Istruzioni:
1. Nelle testimonianze su Felice Gimondi, in quali anni Ivan Gotti ha vinto il Giro d'Italia?
2. Stabilisci se ciascuna affermazione concorda con le testimonianze su Felice Gimondi, rispondendo sì o no e citando le parole decisive del testo: (a) Paolo Savoldelli è nato nel 1973; (b) Ivan Gotti conserva una foto con Gimondi scattata dopo una tappa; (c) lo staff del Paladina raccontava degli allenamenti di Gimondi in Val Taleggio.
3. Prosegui le testimonianze su Felice Gimondi a partire dall'ultima frase riportata.

Estratto del documento:
Ex professionista di Sedrina e commentatore Eurosport

Io ho iniziato tardi ad andare in bicicletta, proprio nel Pedale Sedrinese. Mi ricordo a quel tempo che si organizzava una cronoscalata a Sedrina e Felice era arrivato per le premiazioni. Ancora oggi non dimentico l’emozione che avevo provato ad andare da lui per farmi fare un autografo. Da quel momento è scattato qualcosa che mi ha spinto a provare ad andare in bici. Parte di quello che ho fatto nella mia carriera è anche merito di Felice, visto che a Sedrina sentivamo in modo particolare tutte quelle che sono state le sue imprese.

Marco Saligari

Ex professionista e commentatore RaiSport

Felice Gimondi ha rappresentato il ciclismo per tutti e non sarò banale nel dire che non solo lo ricorderemo come campione, ma anche io ci tengo a ricordarlo come uom, un amico, un uomo di spessore, un uomo semplice e forse è proprio per questo che sarà ricordato per sempre.

Savoldelli, Gimondi e Gotti

Savoldelli, Gimondi e Gotti

Paolo Savoldelli

Vincitore del Giro d’Italia 2002 e 2005

Sono nato nel 1973 e di Felice Gimondi ne ho sempre sentito parlare da corridore soprattutto da mio papà. Ho sentito i racconti delle grandi sfide con Merckx e poi ho avuto il piacere di conoscerlo quando sono diventato professionista. Mi ha dato tanti consigli perché era un uomo saggio e carismatico. Abbiamo poi avuto modo di collaborare in occasione dell’organizzazione delle tappe bergamasche del Giro d’Italia. È stato sicuramente un grande del ciclismo bergamasco, italiano e mondiale. Una persona che è stato capace di realizzarsi anche nella vita post ciclistica che non è una cosa così scontata.

Ivan Gotti

Vincitore del Giro d’Italia 1997 e 1998

Il primo ricordo di Felice Gimondi è quello di quando ero ragazzino e lui rappresentava il campione di riferimento. Essendo anche io della Valle Brembana è stata una figura che ha accompagnato tutta la mia carriera giovanile e la mia crescita. Mi capitava spesso di vederlo o a San Pellegrino o in altre occasioni e poi quando correvo al Paladina era sempre un’emozione passare davanti a casa sua ogni volta che andavo a fare l’allenamento. Per tutti noi ragazzi era il campione da imitare. Da sempre mi parlava di lui mio padre, tutti in famiglia lo stimavano. Lo stesso staff del Paladina ci raccontava delle sue imprese sportive, ma soprattutto dei suoi allenamenti in Val Taleggio, dei suoi sacrifici e come si diceva ai tempi, che era uno che “faceva la vita da corridore”. Insomma, un esempio per tutti. Delle mie vittorie al Giro conservo una foto insieme a lui, quando mi era venuto a trovare prima di una tappa per farmi il suo personale in bocca al lupo. In realtà, poi, ho avuto modo di conoscere Felice Gimondi più alla fine della mia carriera, grazie a Giovanni Bettineschi che ci ha coinvolto nel progetto di organizzazione delle tappe bergamasche del Giro d’Italia e anche in quel frangente di lui ho ammirato la grande capacità che aveva nel relazionarsi anche con le autorità, con semplicità, ma sempre con grande carisma.

Righe:
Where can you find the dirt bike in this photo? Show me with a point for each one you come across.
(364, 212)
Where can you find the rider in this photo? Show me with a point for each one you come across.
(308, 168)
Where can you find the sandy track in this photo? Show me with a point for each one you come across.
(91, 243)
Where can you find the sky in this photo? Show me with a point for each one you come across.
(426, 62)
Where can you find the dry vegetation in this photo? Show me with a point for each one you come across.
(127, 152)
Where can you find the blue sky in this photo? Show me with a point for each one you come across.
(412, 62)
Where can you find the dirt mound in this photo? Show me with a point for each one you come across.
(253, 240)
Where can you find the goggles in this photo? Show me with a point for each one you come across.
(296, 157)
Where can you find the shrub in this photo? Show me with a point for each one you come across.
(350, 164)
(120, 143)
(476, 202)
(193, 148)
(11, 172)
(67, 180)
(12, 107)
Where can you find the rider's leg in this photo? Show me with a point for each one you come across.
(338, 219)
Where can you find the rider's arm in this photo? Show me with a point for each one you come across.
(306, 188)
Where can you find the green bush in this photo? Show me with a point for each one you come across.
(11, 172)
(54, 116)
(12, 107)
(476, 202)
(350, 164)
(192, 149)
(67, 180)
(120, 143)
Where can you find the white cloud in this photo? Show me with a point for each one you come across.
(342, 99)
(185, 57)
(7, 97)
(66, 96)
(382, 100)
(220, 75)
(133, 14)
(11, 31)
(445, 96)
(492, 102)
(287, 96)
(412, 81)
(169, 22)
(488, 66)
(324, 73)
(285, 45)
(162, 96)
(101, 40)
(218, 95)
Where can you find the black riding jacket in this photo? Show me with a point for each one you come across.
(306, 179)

---

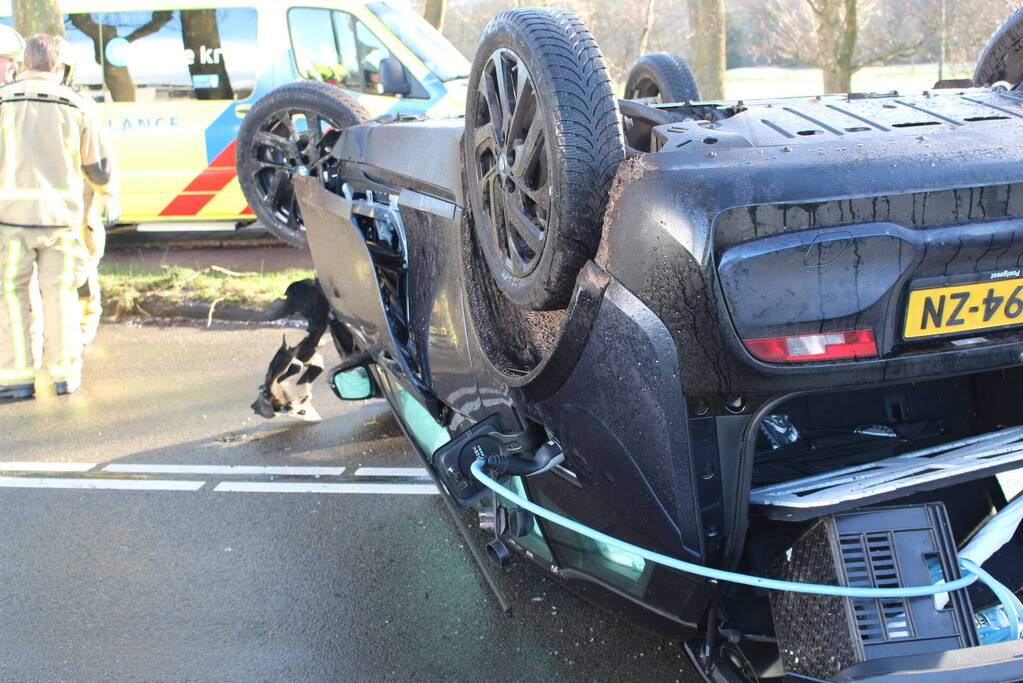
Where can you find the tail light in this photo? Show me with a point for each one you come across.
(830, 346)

==

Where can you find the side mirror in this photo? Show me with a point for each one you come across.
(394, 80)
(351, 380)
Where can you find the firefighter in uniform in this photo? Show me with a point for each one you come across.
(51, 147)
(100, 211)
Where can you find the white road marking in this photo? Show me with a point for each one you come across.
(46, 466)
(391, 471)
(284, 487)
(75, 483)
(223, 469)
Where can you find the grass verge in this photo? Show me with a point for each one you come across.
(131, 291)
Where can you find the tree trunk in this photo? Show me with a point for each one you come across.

Risposte attese:
1. Nel 1997 e nel 1998.

2.
(a) Sì: "Sono nato nel 1973".
(b) No: "quando mi era venuto a trovare prima di una tappa per farmi il suo personale in bocca al lupo".
(c) Sì: "Lo stesso staff del Paladina ci raccontava delle sue imprese sportive, ma soprattutto dei suoi allenamenti in Val Taleggio".

3.
Moreno Argentin

Campione del mondo 1986

Felice mi ha accompagnato durante la mia carriera, soprattutto da giovane perché dopo i primi anni con la Sammontana, dove ho esordito, approdai alla Sammontana Bianchi con Felice team manager e con lui ho avuto il piacere di stare cinque anni e raccogliere tutte le sue esperienze, perché Gimondi era un libro aperto quando ci trovavamo nei ritiri o in certi momenti di riposto. Ci raccontava le sue esperienze, ma soprattutto era molto utile per noi quando non riuscivamo a trovare la strada dei risultati e lui con la sua esperienza ci tranquillizzava. Però una delle cose per cui devo essere grado a Felice è successa nel 1986, l’anno della mia vittoria al Mondiale. Io cadetti al Gran Premio di Zurigo, mi ruppi la clavicola e da Zurigo mi portarono a Milano in un ospedale per curarmi. La previsione era quella di ingessarmi per quaranta giorni. Grazie alle sue conoscenze mi convinse a firmare l’uscita dall’ospedale e il giorno dopo mi portò a Bergamo dal professore Danilo Tagliabue che a quel tempo aveva delle tecniche un po’ innovative e che mi operò immediatamente, velocizzando i tempi di recupero. E quindi grazie anche a questo suo apporto riuscì a ritrovare la condizione per vincere il Mondiale. Se non mi avesse aiutato ad accorciare i tempi di recupero, quel Mondiale non l’avrei mai vinto. Quindi sono particolarmente grato a lui, anche se non l’ho mai detto, ma la verità è questa. Felice è stata una persona carismatica. Lui non si è mai piegato alle cose che secondo lui non dovevano essere buone per il movimento. Lui avrebbe potuto fare anche il presidente dell’Unione Ciclistica Internazionale, ha ricoperto cariche italiane importanti, ma ha voluto sempre stare di supporto ai vari presidenti, non ha mai voluto invadere il campo. Non perché non ne avesse avuto le capacità, ma perché lui voleva bene al ciclismo e in tutte le cariche che ha ricoperto ha sempre fatto gli interessi del movimento, ma soprattutto dei corridori. Ed è una dote che non tutti hanno. È stato un grande uomo.

Gianni Bugno

Campione del mondo 1991 e 1992, vincitore del Giro d’Italia 1990

Felice ha rappresentato tutto per il ciclismo. È la storia del ciclismo. È una figura che manca e sicuramente ne sentiremo sempre più la mancanza. È stato uno dei grandi. Uno tra i più grandi. Lo dobbiamo ricordare per quello che è stato e purtroppo ci è mancato troppo presto. Ho tanti ricordi di lui che delineano il grande campione, la persona e la sua grande umanità.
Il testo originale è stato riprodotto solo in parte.